§ To-do list
A – Answer these questions using the economic report:
(i) At what annual pace did residential investment contract?
(ii) By how much did orders for core capital goods rise in March's durable goods report?
(iii) What was the headline orders balance in the Confederation of Business Industry's April survey?
B – Reproduce the passage of the economic report that begins at the words "The solid rise" and stops after "Boeing's 737 MAX.", swapping "shipments" for "deliveries" throughout.
C – In the first paragraph of the economic report, list every spending category given a point contribution to the quarter, along with the number of points it added or subtracted.

§ Text
%%

Consumer spending rose at a modest-to-moderate and largely as expected 1.2 percent pace but nevertheless contributed 0.82 points to the quarter though spending on durables, a discretionary component, fell very steeply and pulled the quarter 0.38 points lower. But spending on nondurables and especially services was strong, contributing 0.24 and 0.96 points respectively. Not strong at all was residential investment which contracted at a 2.8 percent annual pace – the fifth straight quarterly contraction – and subtracted 0.11 points from the quarter. In contrast once again was business investment which rose at a very favorable 2.7 percent pace and added 0.38 points to the quarter. Government purchases were also strong, at a 2.4 percent growth rate for a 0.41 point contribution.

 

A clearer look on underlying domestic demand comes from final sales to domestic purchases, a reading that excludes both net exports and inventories and where the growth rate was only 1.4 percent. Lack of consumer punch is a bit of a puzzle at least based on the strength of the US labor market. Price readings in the report were very subdued at 0.9 percent for the overall index and only 1.3 percent for the core. The pace of the nation's economy isn't as strong as headline GDP suggests with questions over the consumer, first raised by the 1.6 percent plunge in December retail sales, still unanswered.


 

Manufacturing

The solid rise in first-quarter business investment was a bit of surprise given what have been uneven readings for capital goods in US factory data. Orders for core capital goods (nondefense ex-aircraft) surged 1.3 percent in March's durable goods report to easily exceed expectations. This reading had been soft but now points to sizable acceleration. This is especially promising for second-quarter GDP as shipments of core capital goods actually slipped 0.2 percent in the last month of the first quarter. The dip in shipments, however, did provide a lift for unfilled orders of core capital goods which rose 0.2 percent to end an unwanted run of declines. The durables report in general proved strong, showing gains for vehicles as well as another round of gains for aircraft, including for unfilled orders, in results that should cool cancellation worries over Boeing's 737 MAX.


 

Though US manufacturing may be improving, slowing global markets remain a key risk as it is for Great Britain where Brexit is compounding the uncertainty. The Confederation of Business Industry's trends survey for April found a surprise deterioration in this month's manufacturing conditions. In particular, both orders and future output expectations were disappointingly soft. Output expectations for the coming three months were marked down significantly, to minus 2 percent from plus 7 percent, as were expected prices from 7 to 1 percent. The headline orders balance was minus 5 percent, down 6 percentage points versus its March reading and its weakest level since last October. Within this, exports fell sharply to minus 5 percent from plus 8 percent. Following a poor end to 2018, goods production recovered well in January and February but the latest findings suggest that the upswing may falter this quarter. Still, at least the CBI's broader quarterly survey found business optimism improving by a solid 10 percentage points to minus 13 percent, still negative but the best reading since July-September last year. The gain here was attributed to the latest extension of the Brexit deadline.

%%

§ Data shown
%%

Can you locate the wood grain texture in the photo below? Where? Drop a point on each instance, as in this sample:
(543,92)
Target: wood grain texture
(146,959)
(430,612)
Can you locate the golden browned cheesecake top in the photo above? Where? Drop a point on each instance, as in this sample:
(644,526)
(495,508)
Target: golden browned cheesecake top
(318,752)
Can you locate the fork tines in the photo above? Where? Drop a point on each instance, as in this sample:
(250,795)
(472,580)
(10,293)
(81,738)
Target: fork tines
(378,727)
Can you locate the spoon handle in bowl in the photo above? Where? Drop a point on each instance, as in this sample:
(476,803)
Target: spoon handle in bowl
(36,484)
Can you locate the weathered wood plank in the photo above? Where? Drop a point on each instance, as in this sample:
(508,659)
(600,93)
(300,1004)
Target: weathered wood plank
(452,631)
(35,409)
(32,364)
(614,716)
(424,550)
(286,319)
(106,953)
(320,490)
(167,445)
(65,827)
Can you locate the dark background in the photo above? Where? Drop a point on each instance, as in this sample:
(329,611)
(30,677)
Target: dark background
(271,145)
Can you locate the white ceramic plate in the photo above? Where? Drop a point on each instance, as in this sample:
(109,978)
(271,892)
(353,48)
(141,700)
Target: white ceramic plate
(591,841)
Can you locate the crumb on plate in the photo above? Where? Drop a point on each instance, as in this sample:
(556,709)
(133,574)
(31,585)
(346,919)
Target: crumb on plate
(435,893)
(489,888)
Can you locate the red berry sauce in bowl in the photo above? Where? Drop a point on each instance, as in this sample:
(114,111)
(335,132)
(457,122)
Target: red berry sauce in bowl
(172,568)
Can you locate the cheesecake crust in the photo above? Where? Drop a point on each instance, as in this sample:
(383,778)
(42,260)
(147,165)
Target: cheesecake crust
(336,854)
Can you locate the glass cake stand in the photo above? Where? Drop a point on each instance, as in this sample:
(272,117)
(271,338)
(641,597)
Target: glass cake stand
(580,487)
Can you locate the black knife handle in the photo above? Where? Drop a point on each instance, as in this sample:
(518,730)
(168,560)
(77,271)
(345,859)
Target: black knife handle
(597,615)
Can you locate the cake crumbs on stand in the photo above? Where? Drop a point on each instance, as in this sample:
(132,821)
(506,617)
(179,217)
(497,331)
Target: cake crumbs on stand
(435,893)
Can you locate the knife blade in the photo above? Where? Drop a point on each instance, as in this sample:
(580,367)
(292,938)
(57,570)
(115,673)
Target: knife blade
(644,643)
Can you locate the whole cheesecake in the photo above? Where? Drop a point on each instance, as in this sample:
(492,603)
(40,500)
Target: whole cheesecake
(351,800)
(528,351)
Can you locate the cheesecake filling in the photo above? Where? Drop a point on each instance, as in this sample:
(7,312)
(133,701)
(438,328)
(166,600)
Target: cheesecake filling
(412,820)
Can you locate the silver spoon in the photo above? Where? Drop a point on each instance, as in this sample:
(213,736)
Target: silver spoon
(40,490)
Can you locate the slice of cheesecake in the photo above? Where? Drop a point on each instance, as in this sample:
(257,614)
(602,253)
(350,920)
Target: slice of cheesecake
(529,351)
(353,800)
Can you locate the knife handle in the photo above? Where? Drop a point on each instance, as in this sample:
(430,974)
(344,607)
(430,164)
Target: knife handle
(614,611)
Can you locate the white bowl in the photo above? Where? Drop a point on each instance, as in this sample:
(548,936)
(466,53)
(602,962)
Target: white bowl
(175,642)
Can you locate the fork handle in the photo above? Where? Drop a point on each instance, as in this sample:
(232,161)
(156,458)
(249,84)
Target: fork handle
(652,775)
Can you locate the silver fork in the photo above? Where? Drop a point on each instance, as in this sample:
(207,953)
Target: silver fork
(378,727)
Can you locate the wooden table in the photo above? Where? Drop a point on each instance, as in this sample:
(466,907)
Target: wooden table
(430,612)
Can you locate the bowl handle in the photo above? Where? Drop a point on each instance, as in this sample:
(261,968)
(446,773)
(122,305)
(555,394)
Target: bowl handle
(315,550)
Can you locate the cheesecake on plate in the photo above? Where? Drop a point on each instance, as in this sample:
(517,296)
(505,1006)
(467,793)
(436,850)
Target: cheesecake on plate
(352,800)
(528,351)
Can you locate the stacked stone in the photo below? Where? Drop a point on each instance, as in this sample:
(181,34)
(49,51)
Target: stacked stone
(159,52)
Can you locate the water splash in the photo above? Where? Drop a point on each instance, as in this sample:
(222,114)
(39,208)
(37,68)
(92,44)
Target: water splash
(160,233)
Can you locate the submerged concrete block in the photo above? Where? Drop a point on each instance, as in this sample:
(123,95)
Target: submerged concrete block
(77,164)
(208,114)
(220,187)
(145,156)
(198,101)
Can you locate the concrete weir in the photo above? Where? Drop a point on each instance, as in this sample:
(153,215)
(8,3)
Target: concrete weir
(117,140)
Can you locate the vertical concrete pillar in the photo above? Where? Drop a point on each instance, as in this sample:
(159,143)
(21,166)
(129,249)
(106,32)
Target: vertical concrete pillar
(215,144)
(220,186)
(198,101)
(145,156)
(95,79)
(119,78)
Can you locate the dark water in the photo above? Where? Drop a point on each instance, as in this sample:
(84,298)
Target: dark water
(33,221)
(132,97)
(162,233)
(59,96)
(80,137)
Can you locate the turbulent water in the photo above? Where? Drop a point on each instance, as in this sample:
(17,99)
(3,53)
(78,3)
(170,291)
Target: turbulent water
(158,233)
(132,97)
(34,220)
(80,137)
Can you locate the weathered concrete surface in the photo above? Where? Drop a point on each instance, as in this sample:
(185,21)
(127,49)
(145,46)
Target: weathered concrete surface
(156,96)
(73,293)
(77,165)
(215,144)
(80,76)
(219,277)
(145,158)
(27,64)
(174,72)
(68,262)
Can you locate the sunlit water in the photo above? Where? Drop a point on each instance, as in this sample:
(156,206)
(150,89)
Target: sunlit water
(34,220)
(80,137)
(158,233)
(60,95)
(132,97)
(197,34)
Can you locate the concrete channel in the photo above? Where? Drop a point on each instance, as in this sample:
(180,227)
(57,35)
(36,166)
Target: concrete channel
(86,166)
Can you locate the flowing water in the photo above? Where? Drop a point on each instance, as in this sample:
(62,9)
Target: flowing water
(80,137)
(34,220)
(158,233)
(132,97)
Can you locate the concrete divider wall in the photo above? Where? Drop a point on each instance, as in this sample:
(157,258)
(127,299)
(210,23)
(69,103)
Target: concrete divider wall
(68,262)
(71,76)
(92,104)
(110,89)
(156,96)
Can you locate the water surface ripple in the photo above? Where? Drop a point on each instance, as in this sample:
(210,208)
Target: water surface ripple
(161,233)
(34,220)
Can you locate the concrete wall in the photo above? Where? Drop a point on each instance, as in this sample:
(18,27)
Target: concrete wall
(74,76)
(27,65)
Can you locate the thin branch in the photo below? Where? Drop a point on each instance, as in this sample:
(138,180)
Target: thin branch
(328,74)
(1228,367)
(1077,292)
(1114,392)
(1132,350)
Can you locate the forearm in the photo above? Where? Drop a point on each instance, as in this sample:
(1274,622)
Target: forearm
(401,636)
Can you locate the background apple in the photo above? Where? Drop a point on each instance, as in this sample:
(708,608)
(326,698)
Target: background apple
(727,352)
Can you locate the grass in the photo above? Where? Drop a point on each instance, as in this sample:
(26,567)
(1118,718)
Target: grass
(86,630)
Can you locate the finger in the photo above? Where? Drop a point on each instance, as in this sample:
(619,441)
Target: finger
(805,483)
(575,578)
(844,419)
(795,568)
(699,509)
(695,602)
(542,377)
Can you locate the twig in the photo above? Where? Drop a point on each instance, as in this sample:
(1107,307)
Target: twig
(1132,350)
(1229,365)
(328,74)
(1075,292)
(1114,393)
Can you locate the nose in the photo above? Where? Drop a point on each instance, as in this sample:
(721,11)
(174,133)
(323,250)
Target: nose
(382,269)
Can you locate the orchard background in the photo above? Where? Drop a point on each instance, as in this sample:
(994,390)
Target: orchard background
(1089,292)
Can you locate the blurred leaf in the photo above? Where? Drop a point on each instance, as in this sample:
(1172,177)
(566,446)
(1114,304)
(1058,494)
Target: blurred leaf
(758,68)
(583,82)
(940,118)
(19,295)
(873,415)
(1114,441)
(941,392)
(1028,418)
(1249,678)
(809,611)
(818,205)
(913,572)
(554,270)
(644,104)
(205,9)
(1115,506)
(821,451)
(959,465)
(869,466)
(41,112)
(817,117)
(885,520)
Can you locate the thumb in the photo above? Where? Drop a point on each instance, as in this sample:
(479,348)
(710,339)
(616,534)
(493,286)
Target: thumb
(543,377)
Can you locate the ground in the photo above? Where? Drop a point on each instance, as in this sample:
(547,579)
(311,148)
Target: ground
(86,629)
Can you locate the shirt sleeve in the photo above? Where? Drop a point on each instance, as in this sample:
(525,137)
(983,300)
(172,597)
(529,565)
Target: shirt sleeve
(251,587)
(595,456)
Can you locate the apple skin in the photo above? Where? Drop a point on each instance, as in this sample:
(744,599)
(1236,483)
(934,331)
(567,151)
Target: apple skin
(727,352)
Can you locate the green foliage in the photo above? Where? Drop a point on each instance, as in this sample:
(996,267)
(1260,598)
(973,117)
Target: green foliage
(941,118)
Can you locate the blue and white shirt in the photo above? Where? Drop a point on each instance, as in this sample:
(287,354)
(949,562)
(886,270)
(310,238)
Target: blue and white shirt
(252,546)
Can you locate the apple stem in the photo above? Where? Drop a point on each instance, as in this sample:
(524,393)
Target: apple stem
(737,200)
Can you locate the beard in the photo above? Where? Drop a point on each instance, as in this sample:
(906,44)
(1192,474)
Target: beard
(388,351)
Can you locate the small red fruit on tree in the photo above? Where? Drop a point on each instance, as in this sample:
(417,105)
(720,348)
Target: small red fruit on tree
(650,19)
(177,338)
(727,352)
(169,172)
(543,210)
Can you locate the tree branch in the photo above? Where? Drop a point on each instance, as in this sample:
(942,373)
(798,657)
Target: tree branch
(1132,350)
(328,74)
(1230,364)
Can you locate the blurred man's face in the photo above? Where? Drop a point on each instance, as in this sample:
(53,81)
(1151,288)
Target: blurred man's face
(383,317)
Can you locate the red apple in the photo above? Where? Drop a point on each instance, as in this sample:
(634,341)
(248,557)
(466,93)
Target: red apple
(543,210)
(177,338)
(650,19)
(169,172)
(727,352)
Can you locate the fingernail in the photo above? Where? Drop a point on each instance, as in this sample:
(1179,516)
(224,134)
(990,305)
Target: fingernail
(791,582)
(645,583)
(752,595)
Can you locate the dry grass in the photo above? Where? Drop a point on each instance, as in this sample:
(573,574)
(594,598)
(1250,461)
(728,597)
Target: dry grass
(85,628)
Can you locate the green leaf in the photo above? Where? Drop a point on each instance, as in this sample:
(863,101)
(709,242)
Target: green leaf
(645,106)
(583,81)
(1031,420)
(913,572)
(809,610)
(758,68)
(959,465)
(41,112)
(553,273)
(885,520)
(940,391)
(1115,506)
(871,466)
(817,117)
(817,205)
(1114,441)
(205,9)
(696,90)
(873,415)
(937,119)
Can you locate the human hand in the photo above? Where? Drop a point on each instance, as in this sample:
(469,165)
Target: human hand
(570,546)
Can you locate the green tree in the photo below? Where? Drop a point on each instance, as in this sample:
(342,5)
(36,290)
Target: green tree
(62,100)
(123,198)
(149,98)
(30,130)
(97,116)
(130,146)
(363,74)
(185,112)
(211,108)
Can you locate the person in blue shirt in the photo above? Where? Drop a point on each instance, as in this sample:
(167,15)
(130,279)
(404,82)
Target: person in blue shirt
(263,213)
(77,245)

%%

§ Outputs by task
A –
(i) 2.8 percent
(ii) 1.3 percent
(iii) Minus 5 percent

B –
The solid rise in first-quarter business investment was a bit of surprise given what have been uneven readings for capital goods in US factory data. Orders for core capital goods (nondefense ex-aircraft) surged 1.3 percent in March's durable goods report to easily exceed expectations. This reading had been soft but now points to sizable acceleration. This is especially promising for second-quarter GDP as deliveries of core capital goods actually slipped 0.2 percent in the last month of the first quarter. The dip in deliveries, however, did provide a lift for unfilled orders of core capital goods which rose 0.2 percent to end an unwanted run of declines. The durables report in general proved strong, showing gains for vehicles as well as another round of gains for aircraft, including for unfilled orders, in results that should cool cancellation worries over Boeing's 737 MAX.

C –
- Consumer spending: added 0.82 points
- Durables: subtracted 0.38 points
- Nondurables: added 0.24 points
- Services: added 0.96 points
- Residential investment: subtracted 0.11 points
- Business investment: added 0.38 points
- Government purchases: added 0.41 points